_Tasks to perform_:
1 – Answer these questions using the passage on the 1926 trial verdicts:
(a) To what length were the sentences of Gerő and Rába reduced on appeal?
(b) In which city was von Olchvary tried?
(c) Which minister did Bethlen replace when he shuffled his cabinet?
2 – Transcribe the portion of the passage on the 1926 trial verdicts between "The plotters captured" and "popularity in Hungary.", inclusive.
3 – Go on with the passage on the 1926 trial verdicts from the point where it stops.

*** Excerpted passage Section Begins ***

On 26 May 1926, the verdicts were rendered. Two of the defendants were acquitted. Windischgraetz was given four years in prison, Nádosy was given four years of hard labor and a fine of 2,000 dollars. Gerő received two years in prison, Rába one and a half years, Haits and Kurtz received one year in prison each. Zadravecz was forced to resign from his position and spent two years in an Austrian monastery as punishment. The court ruled that the defendants were motivated by patriotism as an extenuating circumstance. Gerő and Rába's sentences were reduced to six months on appeal. Neither Bethlen, nor any member of his cabinet were charged; it is believed that Bethlen exercised direct control over the proceedings. Windischgraetz spent several weeks in prison, before being moved to a luxurious sanatorium. A national petition for Windischgraetz to be pardoned received 100,000 signatures. Windischgraetz and Nádosy were pardoned by Horthy the following year.
The plotters captured abroad were tried separately in the countries where they were captured. Jankovich, Marsovszky and Mankowicz were tried in The Hague, while von Olchvary was tried in Hamburg. All receiving light sentences.

===Impact===
Facing considerable public pressure Bethlen offered his resignation to Horthy, who refused to accept it. Bethlen subsequently shuffled his cabinet by replacing Interior Minister Iván Rakovszky. The outcome of the trials increased Bethlen's popularity in Hungary.

*** Excerpted passage Section Ends ***
*** Records provided Section Begins ***

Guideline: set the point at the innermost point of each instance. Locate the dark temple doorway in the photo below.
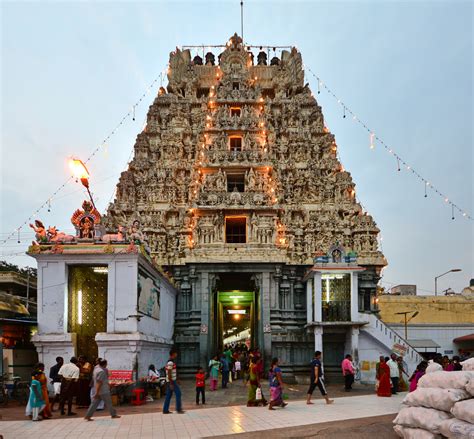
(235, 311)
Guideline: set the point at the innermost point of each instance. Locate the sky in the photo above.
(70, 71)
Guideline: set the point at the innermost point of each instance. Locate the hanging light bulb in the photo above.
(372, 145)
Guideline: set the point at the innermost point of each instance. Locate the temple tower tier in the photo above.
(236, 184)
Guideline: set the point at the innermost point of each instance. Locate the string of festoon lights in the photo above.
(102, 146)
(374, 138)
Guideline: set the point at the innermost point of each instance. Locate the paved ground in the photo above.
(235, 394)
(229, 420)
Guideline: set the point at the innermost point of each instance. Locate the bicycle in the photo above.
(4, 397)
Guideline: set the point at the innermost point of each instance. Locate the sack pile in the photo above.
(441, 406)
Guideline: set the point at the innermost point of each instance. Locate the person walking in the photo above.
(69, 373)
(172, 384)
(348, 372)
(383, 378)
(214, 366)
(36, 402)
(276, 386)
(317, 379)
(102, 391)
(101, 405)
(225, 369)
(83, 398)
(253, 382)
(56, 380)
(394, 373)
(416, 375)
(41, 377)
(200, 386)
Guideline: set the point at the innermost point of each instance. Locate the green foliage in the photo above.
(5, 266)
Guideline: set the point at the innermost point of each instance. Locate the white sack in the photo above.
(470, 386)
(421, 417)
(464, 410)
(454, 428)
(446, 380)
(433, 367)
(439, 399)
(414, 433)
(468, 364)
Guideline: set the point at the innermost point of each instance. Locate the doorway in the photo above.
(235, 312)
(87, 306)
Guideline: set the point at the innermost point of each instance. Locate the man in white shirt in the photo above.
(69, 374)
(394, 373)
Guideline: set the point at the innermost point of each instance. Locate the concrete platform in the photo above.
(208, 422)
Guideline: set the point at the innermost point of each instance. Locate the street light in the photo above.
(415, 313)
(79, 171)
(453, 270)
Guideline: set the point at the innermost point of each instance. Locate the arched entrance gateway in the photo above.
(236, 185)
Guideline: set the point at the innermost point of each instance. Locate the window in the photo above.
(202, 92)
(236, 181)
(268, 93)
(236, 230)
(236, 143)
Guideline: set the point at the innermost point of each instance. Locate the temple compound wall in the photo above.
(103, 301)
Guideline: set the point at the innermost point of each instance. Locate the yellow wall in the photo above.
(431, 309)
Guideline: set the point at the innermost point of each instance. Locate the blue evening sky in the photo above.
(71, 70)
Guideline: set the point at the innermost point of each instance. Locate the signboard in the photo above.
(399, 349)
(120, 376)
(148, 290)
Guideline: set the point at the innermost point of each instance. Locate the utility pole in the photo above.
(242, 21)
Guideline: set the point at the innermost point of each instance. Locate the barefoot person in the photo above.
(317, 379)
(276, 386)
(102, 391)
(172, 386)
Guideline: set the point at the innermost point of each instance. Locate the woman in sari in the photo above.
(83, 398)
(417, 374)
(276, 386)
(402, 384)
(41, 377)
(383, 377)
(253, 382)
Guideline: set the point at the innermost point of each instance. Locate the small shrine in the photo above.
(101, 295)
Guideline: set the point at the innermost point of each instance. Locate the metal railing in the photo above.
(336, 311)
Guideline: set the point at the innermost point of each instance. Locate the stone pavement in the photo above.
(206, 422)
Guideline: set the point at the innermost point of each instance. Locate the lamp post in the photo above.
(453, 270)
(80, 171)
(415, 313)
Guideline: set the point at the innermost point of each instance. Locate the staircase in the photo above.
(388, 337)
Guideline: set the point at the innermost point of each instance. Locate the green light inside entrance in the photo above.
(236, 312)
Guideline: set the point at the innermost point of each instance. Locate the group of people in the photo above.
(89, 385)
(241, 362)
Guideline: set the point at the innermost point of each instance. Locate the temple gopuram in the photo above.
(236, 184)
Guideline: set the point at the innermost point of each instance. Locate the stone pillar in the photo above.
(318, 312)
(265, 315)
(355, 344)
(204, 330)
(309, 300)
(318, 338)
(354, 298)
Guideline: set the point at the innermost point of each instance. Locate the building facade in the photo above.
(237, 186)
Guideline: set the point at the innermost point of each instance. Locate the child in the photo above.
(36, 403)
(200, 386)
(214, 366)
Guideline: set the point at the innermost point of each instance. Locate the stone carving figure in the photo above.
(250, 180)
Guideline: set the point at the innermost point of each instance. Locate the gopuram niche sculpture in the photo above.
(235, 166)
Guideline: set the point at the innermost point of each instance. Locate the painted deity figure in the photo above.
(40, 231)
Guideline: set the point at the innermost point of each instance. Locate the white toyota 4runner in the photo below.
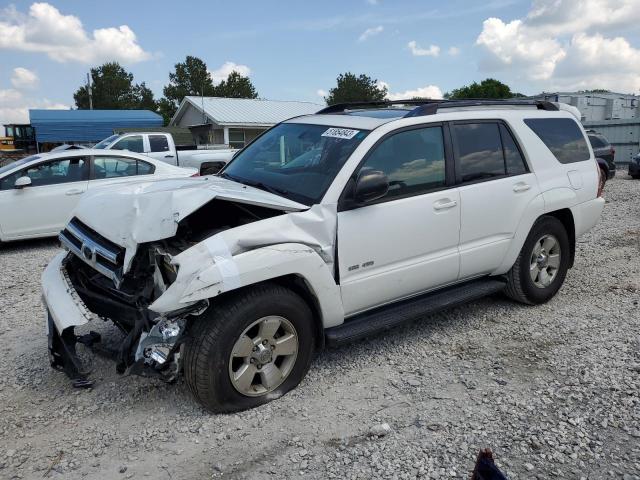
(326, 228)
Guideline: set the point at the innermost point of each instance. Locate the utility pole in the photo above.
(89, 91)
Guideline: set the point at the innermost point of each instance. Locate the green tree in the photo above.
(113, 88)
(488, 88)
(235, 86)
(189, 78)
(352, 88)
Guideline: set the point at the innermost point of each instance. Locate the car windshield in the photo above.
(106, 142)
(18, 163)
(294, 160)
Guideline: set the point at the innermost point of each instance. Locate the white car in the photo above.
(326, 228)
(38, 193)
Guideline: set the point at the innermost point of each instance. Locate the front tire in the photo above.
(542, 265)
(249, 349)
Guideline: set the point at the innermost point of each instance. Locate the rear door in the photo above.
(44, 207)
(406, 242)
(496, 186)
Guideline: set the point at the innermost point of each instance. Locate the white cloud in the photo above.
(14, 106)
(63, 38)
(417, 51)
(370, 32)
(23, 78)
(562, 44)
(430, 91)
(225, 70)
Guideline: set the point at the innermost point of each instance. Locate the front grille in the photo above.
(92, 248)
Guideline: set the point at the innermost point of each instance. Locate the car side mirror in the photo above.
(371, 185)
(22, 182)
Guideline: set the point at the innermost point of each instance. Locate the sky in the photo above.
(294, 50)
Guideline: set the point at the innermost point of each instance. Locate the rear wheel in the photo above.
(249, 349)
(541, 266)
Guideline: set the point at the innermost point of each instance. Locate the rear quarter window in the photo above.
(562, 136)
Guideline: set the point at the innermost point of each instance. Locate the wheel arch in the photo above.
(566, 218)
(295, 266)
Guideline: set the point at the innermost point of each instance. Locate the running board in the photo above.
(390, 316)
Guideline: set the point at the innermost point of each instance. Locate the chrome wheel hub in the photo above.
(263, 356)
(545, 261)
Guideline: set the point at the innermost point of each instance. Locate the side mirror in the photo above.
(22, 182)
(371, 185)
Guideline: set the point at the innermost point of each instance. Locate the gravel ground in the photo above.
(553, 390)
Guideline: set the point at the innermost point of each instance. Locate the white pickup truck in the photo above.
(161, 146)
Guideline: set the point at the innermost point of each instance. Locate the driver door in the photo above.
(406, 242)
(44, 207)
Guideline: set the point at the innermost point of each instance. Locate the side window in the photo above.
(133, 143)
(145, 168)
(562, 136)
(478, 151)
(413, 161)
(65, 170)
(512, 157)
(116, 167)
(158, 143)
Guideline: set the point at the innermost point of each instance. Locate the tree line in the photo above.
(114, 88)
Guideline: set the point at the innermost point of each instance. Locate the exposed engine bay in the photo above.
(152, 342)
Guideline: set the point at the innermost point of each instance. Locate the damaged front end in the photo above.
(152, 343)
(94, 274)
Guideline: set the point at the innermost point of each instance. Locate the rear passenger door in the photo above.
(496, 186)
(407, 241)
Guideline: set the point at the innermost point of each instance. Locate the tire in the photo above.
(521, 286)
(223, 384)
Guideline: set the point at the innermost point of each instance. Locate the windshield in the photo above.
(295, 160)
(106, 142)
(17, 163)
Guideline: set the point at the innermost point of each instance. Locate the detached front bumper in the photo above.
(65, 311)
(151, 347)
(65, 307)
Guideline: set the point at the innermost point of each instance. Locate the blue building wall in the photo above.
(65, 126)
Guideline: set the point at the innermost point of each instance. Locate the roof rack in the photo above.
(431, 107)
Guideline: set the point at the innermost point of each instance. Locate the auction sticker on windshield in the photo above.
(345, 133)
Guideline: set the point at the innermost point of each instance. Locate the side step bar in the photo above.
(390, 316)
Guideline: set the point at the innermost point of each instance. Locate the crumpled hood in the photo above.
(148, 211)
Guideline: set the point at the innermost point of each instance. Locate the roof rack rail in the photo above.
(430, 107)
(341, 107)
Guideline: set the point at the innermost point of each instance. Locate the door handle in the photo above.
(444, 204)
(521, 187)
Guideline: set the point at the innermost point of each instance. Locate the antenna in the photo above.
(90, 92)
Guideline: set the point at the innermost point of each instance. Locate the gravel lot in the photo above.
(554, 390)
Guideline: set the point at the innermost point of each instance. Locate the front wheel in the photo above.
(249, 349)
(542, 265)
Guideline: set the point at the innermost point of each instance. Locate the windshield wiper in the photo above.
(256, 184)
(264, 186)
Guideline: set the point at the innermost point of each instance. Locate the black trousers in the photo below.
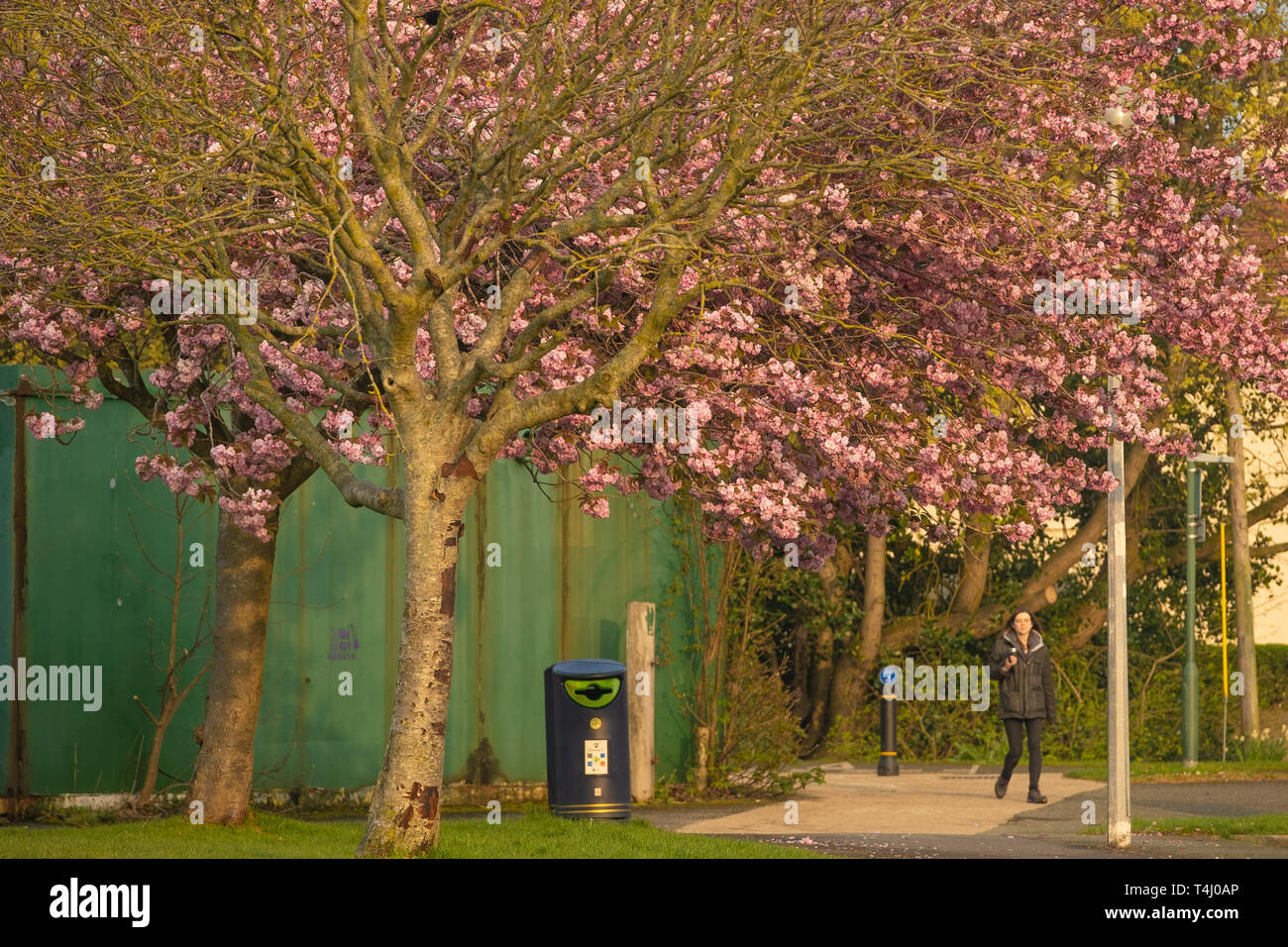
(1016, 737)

*** Records provided Section Ends ***

_Task-by-task answers_:
1 –
(a) Six months.
(b) Hamburg.
(c) Interior Minister Iván Rakovszky.

2 –
The plotters captured abroad were tried separately in the countries where they were captured. Jankovich, Marsovszky and Mankowicz were tried in The Hague, while von Olchvary was tried in Hamburg. All receiving light sentences.

===Impact===
Facing considerable public pressure Bethlen offered his resignation to Horthy, who refused to accept it. Bethlen subsequently shuffled his cabinet by replacing Interior Minister Iván Rakovszky. The outcome of the trials increased Bethlen's popularity in Hungary.

3 –
The French Foreign Ministry saw Bethlen's exoneration in the Franc affair as a diplomatic defeat which emboldened nationalists in Hungary and Germany. When its attempt to push for the continuation of the League of Nations' economic oversight of Hungary failed, France turned its attention to combating international counterfeiting. French lawmakers revised a February 1926 Czechoslovak proposal to create an international police organization whose members would fight money counterfeiting. Briand's proposal called for the unification of anti-counterfeiting laws, police and judicial cooperation and the creation of national anti-counterfeiting centers within the borders of each signatory. The proposal was reviewed and later adopted by the League of Nations in the International Convention for the Suppression of Counterfeiting Currency in April 1929. The convention facilitated ICPC's recognition by the League of Nations and formalized its efforts to fight international crime.